- Prompt 1 -
In the article on the leaked Gmail credentials, what share of the published usernames and passwords might actually have worked?

- Extract provided -
start

Around five million Gmail usernames and passwords were published late Tuesday on a Russian bitcoin forum. But Google has told account holders not to worry.

According to a post on Google’s online security blog, only 2 percent of the usernames and passwords might have actually worked, and Google’s automatic anti-hijacking systems would have blocked many of those login attempts.

Credential Dumping

It is still not clear how the information was gathered together and how it landed on the forum in question, but Google is pretty certain that it was not an internal leak and that no one in the company is harvesting passwords and usernames. It seems the problem stems from what is commonly referred to as ‘credential dumping.’

One of the unfortunate realities of the Internet today is a phenomenon known in security circles as 'credential dumps' — the posting of lists of usernames and passwords on the web. We’re always monitoring for these dumps so we can respond quickly to protect our users. This week, we identified several lists claiming to contain Google and other Internet providers’ credentials," the Google Spam and Abuse Team wrote.

It adds that it has already protected the affected accounts and has asked users that it knows have been compromised to change their passwords.

end

- Prompt 2 -
Format part of the records as a numbered list, beginning at the line that contains "Can you find the shrub" and stopping after the line that contains "[[185, 234], [91, 243], [253, 232], [188, 246]]". Leave out blank lines.

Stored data
start

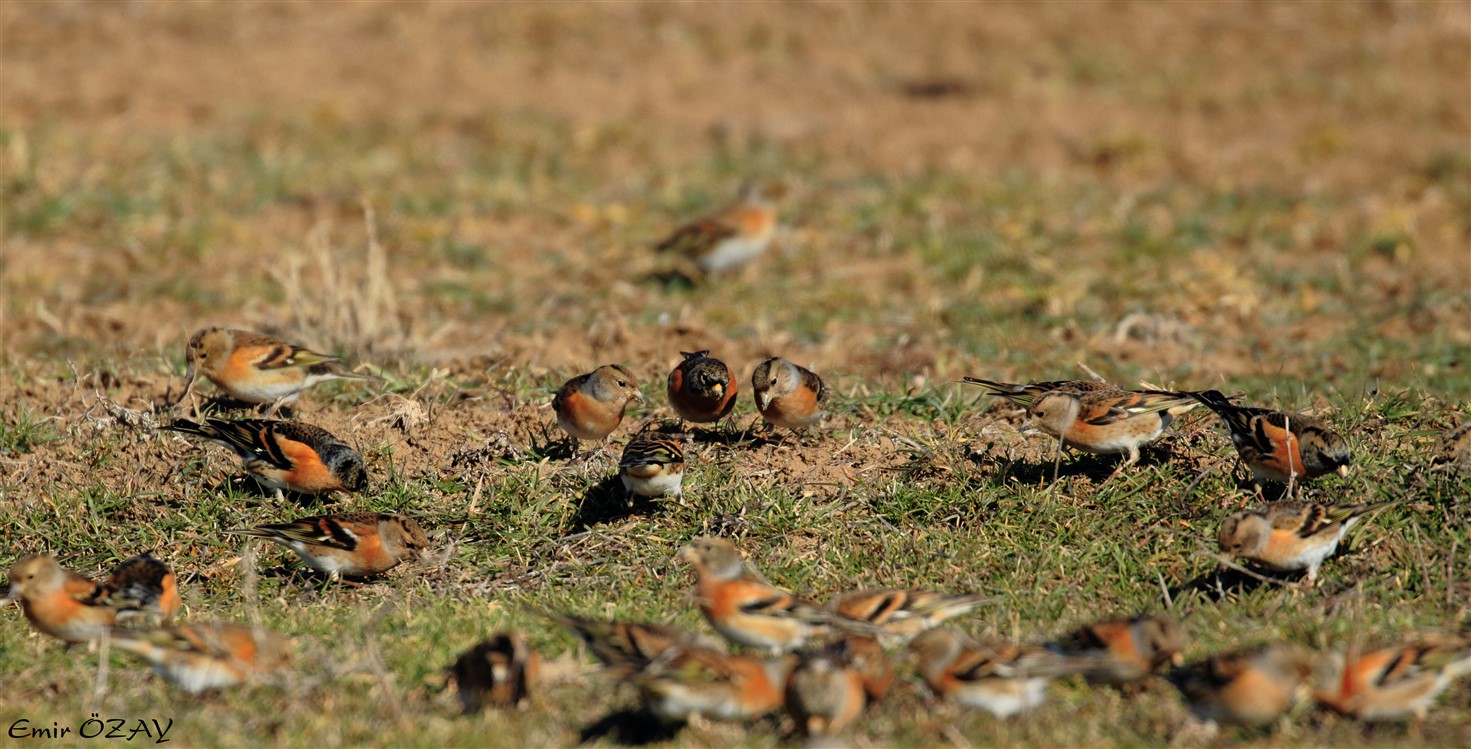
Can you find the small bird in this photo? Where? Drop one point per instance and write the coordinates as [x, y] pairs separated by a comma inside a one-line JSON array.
[[1108, 421], [1392, 683], [875, 670], [730, 239], [903, 614], [1248, 687], [74, 608], [996, 677], [702, 389], [628, 646], [1289, 536], [347, 545], [500, 671], [256, 368], [1126, 651], [748, 609], [592, 405], [824, 693], [1454, 451], [1280, 448], [787, 395], [693, 682], [286, 455], [1024, 395], [653, 465], [202, 657]]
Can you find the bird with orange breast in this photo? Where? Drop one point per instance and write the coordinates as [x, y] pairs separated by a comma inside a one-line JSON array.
[[702, 389], [206, 657], [1290, 536], [502, 671], [347, 545], [1392, 683], [256, 368], [74, 608], [730, 239], [1277, 446], [590, 406], [286, 455], [787, 395]]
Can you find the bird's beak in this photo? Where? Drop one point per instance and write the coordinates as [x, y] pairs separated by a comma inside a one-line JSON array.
[[189, 380]]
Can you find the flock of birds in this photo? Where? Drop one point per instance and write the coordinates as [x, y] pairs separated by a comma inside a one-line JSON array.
[[821, 662]]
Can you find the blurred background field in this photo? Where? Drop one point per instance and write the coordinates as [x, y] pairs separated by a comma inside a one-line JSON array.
[[1264, 197]]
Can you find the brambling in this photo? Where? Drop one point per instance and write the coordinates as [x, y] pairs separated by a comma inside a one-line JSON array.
[[592, 405], [748, 609], [733, 237], [74, 608], [1280, 448], [1126, 651], [1454, 451], [1248, 687], [1392, 683], [998, 677], [702, 389], [787, 395], [286, 455], [903, 612], [824, 693], [347, 545], [653, 465], [625, 646], [1024, 395], [1289, 536], [256, 368], [202, 657], [500, 671], [1108, 421], [693, 682]]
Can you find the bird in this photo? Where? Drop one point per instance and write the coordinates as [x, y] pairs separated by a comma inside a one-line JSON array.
[[286, 455], [1024, 395], [730, 239], [74, 608], [653, 465], [256, 368], [1292, 534], [590, 405], [787, 395], [875, 670], [1392, 683], [1248, 687], [1280, 448], [695, 682], [702, 389], [1454, 451], [998, 677], [202, 657], [748, 609], [824, 693], [502, 671], [903, 612], [1106, 421], [1126, 651], [628, 646], [347, 545]]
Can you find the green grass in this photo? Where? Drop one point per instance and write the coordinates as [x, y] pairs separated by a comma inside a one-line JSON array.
[[1305, 265]]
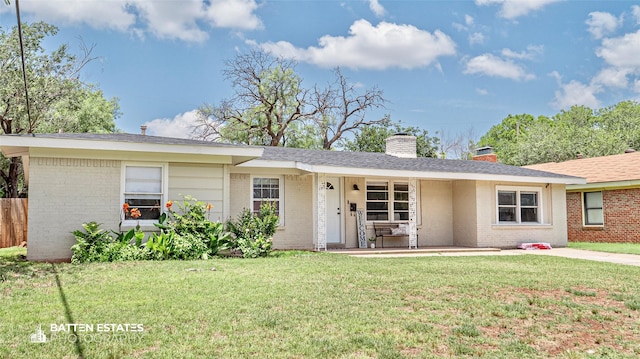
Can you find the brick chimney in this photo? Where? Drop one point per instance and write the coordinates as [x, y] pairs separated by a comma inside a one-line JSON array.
[[485, 154], [401, 145]]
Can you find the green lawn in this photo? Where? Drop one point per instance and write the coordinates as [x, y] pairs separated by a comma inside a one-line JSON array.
[[310, 305], [627, 248]]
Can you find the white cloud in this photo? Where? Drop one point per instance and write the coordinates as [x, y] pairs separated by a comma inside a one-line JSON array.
[[238, 14], [635, 10], [376, 8], [459, 26], [179, 126], [378, 47], [529, 54], [612, 77], [511, 9], [167, 21], [476, 38], [491, 65], [468, 20], [576, 93], [182, 20], [622, 51], [602, 24]]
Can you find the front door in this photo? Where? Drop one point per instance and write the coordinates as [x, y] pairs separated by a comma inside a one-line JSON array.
[[334, 210]]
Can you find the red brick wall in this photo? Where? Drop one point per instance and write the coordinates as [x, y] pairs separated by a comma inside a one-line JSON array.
[[621, 217]]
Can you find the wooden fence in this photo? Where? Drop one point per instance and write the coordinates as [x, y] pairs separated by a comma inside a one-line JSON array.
[[13, 222]]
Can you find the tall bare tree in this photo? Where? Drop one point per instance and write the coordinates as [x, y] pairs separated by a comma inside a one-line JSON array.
[[341, 109], [57, 96], [271, 107], [268, 99]]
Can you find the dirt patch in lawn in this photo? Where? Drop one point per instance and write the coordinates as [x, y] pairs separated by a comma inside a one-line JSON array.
[[570, 320]]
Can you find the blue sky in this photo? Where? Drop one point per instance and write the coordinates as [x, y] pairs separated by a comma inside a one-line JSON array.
[[449, 66]]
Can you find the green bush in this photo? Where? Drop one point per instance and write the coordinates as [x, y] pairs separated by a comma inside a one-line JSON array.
[[253, 232], [91, 244], [183, 234]]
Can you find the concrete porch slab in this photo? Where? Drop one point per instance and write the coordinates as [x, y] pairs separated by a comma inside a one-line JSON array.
[[397, 252]]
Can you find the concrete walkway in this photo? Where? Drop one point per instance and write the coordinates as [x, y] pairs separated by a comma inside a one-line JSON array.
[[628, 259]]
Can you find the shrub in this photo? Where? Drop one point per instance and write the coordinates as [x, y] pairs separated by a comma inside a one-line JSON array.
[[185, 234], [91, 243], [253, 232], [188, 246]]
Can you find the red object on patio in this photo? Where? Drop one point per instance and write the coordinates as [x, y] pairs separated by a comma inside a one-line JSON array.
[[535, 245]]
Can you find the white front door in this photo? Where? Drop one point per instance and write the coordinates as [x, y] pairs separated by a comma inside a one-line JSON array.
[[334, 210]]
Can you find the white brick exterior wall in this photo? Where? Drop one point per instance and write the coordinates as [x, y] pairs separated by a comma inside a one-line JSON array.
[[465, 214], [204, 182], [437, 213], [63, 194], [553, 230]]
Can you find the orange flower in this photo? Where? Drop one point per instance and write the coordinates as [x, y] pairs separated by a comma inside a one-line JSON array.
[[135, 213]]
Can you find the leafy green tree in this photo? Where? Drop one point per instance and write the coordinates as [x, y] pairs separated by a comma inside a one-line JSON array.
[[504, 137], [579, 130], [58, 99], [372, 138]]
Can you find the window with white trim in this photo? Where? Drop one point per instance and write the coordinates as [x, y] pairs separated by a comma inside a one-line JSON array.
[[519, 206], [593, 208], [383, 207], [268, 190], [144, 190]]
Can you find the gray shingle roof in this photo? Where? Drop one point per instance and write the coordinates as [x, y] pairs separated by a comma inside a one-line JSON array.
[[387, 162], [363, 160]]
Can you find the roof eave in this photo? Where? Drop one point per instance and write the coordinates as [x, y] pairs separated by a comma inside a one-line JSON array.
[[372, 172], [20, 145]]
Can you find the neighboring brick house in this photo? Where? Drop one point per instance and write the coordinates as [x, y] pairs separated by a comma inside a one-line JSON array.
[[607, 208]]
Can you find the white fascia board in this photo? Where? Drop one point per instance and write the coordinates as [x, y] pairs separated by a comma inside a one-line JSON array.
[[370, 172], [58, 143], [367, 172], [14, 151], [604, 185], [268, 164]]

end

- Full output 1 -
Only 2 percent.

- Full output 2 -
1. Can you find the shrub in this photo? Where? Drop one point per instance and write the coordinates as [x, y] pairs separated by a comma inside a one-line JSON array.
2. [[185, 234], [91, 243], [253, 232], [188, 246]]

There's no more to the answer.